- [WHAT IS ASKED]
a) From the review of the book about Tilly, copy the passage from "Anna James, book" to "pop cakes anyone?)".
b) Do these statements agree with the book review? For each, answer yes or no and quote the words from the review that decide it.
(i) Tilly lives in a bookshop.
(ii) Tilly's grandparents can also see Anne and Alice.
(iii) The novel is a standalone story.
c) List every member of Tilly's family that the book review mentions.

Anna James, book wonder, has just had her debut novel published and I knew it would be good but I didn’t expect to fall so deeply in love with it! ‘Pages & Co: Tilly and the Bookwanderers’ is the first instalment of a trilogy in which we meet Tilly, who lives in a bookshop which is that of all bibliophiles dreams, full of nooks, crannies and delicious sweet treats (all concoctions based on those found in some of our favourite stories, Moonfaces toffee shocks and pop cakes anyone?)

Anna James

The shop, Pages & Co, is run by our young heroines Grandma and Grandpa, who have cared for her since her mother disappeared after her birth. The love of all things bookish runs strong in this family and Tilly fills all her time outside of school reading in her favourite spot or helping out her grandparents in the shop. Things are ticking along as usual when some rather different visitors pop in and begin chatting to Tilly, they seem very familiar to her…infact, it’s as if they’ve walked straight out of her favourite novels. In surprise she welcomes to her world Anne (with an ‘e’) of Green Gables and Alice, just back from Wonderland. As if meeting these two wasn’t strange enough, she soon realises that she is the only one who can see them. As she befriends Anne and Alice they reveal to her that not only can they find their way out of their stories and into Pages & Co, they can transport Tilly back with them, so she disappears into the pages of her beloved books. Both delighted and shocked, on her return from a certain Madhatters Tea Party, she questions her grandparents on what is happening and soon learns that ‘bookwandering’ is something that can happen to only the truest of bookworms, those who get totally lost within a story, to the extent that they think, and even talk to characters, in day to day life.

- [DATASET RECORDS]
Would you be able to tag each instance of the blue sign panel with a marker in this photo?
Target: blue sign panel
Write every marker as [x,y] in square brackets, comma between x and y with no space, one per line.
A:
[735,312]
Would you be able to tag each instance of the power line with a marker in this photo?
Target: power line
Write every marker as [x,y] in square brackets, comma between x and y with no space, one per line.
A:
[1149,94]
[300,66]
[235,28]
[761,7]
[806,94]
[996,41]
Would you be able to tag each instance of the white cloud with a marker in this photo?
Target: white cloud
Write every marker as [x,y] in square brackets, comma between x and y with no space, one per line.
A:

...

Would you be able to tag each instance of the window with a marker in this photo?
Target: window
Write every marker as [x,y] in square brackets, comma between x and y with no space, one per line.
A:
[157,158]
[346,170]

- [RESULTS FOR THE EXERCISE]
a)
Anna James, book wonder, has just had her debut novel published and I knew it would be good but I didn’t expect to fall so deeply in love with it! ‘Pages & Co: Tilly and the Bookwanderers’ is the first instalment of a trilogy in which we meet Tilly, who lives in a bookshop which is that of all bibliophiles dreams, full of nooks, crannies and delicious sweet treats (all concoctions based on those found in some of our favourite stories, Moonfaces toffee shocks and pop cakes anyone?)

b)
(i) Yes: "Tilly, who lives in a bookshop"
(ii) No: "she soon realises that she is the only one who can see them"
(iii) No: "the first instalment of a trilogy"

c) Grandma, Grandpa, her mother